[Start Entries supplied]

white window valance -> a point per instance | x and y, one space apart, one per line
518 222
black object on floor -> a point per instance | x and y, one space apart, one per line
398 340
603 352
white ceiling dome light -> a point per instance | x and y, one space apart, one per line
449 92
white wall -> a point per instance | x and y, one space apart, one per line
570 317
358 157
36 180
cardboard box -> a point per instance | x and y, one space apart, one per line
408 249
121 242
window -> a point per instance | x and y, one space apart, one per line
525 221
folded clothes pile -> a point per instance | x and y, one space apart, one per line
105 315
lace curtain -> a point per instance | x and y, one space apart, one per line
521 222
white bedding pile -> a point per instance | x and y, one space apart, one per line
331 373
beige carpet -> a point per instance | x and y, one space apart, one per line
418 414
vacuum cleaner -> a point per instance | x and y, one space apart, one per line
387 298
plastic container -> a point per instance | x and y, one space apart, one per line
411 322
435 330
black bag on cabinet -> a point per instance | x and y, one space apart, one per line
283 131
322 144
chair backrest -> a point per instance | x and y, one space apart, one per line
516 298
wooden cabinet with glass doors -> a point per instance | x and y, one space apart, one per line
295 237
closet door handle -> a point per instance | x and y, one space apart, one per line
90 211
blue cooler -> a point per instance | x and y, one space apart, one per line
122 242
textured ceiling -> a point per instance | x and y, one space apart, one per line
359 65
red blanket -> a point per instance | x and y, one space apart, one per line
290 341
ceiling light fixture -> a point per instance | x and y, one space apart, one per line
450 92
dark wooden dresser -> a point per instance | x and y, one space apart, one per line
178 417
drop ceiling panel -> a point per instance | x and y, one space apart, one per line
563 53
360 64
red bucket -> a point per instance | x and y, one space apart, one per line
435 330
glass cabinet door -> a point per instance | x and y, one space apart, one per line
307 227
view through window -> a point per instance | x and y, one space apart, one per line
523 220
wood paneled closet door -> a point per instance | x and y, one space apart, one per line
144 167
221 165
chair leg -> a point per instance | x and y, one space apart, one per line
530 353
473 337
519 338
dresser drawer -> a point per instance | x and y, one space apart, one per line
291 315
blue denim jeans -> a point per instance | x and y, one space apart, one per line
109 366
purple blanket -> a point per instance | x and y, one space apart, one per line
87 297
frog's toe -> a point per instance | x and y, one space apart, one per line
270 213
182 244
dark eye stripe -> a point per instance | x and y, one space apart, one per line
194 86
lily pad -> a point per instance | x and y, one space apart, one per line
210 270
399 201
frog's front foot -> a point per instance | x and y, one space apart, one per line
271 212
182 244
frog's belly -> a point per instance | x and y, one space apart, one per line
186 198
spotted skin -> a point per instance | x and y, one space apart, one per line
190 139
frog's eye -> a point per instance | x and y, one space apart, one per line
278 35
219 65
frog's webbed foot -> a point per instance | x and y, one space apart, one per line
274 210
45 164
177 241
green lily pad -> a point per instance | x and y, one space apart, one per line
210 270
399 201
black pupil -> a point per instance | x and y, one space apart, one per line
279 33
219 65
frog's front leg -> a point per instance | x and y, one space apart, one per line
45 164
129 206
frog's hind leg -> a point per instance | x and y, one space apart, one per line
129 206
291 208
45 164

[End Entries supplied]

### [Instructions for the task]
Reproduce the records above exactly, starting with the line that contains "frog's front foot" and ending with the last line.

### [Problem solution]
frog's front foot -> a point per instance | x and y, one space apart, one per line
271 212
182 244
frog's belly -> a point per instance | x and y, one space apart, one per line
186 198
spotted skin -> a point per instance | x and y, one space apart, one per line
190 139
frog's eye -> a point per instance | x and y, one space apart, one per line
278 35
219 65
frog's webbed foot -> a point per instance | x and y, one space apart, one per line
274 210
45 164
177 241
green lily pad -> a point per instance | x and y, one space apart, one per line
210 270
399 201
black pupil -> a point per instance | x and y, one space apart, one per line
279 33
219 65
frog's front leg -> a point per instance | x and y, one space apart, one per line
45 164
129 206
frog's hind leg -> a point per instance | x and y, one space apart, one per line
129 206
291 208
45 164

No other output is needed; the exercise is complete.